*Stated goal*.
Copy out the rows from the line containing "Locate the finger, then" through the line containing "[[117, 116], [84, 116]]", switching "stool leg" to "chair leg" and leaving everything else unchanged.

Items drawn from a data source
— BEGIN —

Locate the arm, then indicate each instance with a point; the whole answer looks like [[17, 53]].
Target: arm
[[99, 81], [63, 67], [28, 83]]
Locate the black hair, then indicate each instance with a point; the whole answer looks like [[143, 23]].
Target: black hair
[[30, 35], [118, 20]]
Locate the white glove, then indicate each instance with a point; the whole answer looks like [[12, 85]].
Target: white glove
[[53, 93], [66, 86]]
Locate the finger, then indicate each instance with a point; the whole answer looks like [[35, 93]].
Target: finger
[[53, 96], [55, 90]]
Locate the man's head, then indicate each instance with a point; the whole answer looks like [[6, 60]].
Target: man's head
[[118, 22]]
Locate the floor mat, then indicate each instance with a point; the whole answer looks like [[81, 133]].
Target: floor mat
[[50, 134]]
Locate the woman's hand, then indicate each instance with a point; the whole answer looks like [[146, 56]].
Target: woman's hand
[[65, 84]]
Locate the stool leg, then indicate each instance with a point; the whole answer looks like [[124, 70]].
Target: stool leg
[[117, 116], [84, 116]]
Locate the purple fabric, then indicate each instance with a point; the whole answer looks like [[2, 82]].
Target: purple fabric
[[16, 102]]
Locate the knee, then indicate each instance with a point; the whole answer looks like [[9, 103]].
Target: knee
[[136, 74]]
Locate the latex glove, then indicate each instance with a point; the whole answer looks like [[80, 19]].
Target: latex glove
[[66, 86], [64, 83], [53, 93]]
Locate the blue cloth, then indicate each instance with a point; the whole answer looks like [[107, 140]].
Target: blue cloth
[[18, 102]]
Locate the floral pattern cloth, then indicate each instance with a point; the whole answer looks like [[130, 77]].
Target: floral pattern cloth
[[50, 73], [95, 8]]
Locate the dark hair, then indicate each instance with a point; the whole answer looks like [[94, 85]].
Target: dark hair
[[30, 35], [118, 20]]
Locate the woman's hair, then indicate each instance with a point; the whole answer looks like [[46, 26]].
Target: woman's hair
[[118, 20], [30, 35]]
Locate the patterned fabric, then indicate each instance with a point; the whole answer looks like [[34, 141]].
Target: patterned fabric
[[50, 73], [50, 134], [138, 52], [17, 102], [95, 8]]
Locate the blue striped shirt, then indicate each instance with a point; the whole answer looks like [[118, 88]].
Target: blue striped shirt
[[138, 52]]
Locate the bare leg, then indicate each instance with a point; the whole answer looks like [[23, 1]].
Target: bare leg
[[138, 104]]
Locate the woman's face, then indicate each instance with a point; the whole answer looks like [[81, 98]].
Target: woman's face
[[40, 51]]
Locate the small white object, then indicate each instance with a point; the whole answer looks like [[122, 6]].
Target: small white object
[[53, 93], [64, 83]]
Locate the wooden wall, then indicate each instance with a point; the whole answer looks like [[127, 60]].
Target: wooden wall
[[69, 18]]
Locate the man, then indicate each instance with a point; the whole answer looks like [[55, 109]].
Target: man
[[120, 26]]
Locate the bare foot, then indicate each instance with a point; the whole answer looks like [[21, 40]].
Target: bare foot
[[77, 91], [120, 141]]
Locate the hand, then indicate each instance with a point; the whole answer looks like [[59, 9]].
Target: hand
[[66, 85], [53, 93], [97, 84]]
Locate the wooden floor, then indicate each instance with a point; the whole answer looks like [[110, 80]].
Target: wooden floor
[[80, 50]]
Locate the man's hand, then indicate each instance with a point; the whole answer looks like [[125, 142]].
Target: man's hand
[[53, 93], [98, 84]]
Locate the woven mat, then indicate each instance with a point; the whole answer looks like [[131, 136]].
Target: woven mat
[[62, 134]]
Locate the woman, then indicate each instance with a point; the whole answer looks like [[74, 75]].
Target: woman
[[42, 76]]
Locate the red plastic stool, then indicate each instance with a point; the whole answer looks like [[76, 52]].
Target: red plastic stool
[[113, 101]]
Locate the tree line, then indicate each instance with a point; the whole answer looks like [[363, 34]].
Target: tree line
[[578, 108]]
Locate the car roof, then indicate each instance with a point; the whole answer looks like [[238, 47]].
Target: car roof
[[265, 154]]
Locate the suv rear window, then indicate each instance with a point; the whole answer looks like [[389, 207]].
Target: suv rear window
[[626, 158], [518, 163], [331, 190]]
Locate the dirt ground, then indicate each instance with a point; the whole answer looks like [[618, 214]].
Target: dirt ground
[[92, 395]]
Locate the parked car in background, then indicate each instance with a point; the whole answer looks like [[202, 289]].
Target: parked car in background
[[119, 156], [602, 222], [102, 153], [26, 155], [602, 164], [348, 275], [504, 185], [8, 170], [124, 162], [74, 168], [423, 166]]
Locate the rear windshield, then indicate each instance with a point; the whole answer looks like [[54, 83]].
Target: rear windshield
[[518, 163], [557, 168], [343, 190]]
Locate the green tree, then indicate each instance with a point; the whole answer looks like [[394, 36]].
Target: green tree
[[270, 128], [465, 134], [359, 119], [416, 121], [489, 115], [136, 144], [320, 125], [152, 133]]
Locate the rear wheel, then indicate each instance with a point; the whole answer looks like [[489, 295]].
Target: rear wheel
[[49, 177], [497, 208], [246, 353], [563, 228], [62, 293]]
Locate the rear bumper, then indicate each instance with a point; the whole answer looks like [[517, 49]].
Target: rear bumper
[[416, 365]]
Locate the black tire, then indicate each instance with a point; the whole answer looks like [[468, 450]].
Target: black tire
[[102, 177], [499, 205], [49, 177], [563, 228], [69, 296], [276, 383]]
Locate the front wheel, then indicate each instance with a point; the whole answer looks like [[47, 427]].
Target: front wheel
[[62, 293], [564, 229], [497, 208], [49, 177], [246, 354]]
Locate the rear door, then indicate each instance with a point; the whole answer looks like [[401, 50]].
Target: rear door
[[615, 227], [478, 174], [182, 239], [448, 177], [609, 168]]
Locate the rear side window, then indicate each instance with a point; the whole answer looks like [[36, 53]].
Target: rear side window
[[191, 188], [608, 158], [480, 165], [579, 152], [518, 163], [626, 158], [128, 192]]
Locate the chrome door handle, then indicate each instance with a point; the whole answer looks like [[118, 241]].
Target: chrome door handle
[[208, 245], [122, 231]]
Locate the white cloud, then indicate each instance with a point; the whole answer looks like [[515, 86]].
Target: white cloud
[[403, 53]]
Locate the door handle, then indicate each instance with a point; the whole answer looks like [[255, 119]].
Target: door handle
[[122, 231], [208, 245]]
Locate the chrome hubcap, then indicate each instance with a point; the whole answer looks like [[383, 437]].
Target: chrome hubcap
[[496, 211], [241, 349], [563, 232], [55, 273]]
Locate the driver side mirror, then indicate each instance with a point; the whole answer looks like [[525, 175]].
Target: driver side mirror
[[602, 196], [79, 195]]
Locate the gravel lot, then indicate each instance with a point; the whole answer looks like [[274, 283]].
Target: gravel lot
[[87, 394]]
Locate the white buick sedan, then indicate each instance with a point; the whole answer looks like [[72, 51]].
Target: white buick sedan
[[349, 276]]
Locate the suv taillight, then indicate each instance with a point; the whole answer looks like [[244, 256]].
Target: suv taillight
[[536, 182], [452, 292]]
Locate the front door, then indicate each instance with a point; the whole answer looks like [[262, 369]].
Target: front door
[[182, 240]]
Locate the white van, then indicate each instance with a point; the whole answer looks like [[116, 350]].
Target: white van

— END —

*Finished exercise*.
Locate the finger, then indicate each instance with a point; the whole answer looks like [[35, 93]].
Target: finger
[[53, 96], [55, 90]]
Locate the man's head, then indicate each instance with a point; the whole answer looks like [[6, 60]].
Target: man's head
[[118, 22]]
Locate the floor mat, then indicate each instance with a point; the whole answer looks like [[81, 133]].
Target: floor mat
[[50, 134]]
Locate the woman's hand, then indicate each instance with a point; the whole answer looks like [[146, 56]].
Target: woman's hand
[[65, 84]]
Locate the chair leg, then indicate each instance with a point; the whole answer looks like [[124, 70]].
Target: chair leg
[[117, 116], [84, 116]]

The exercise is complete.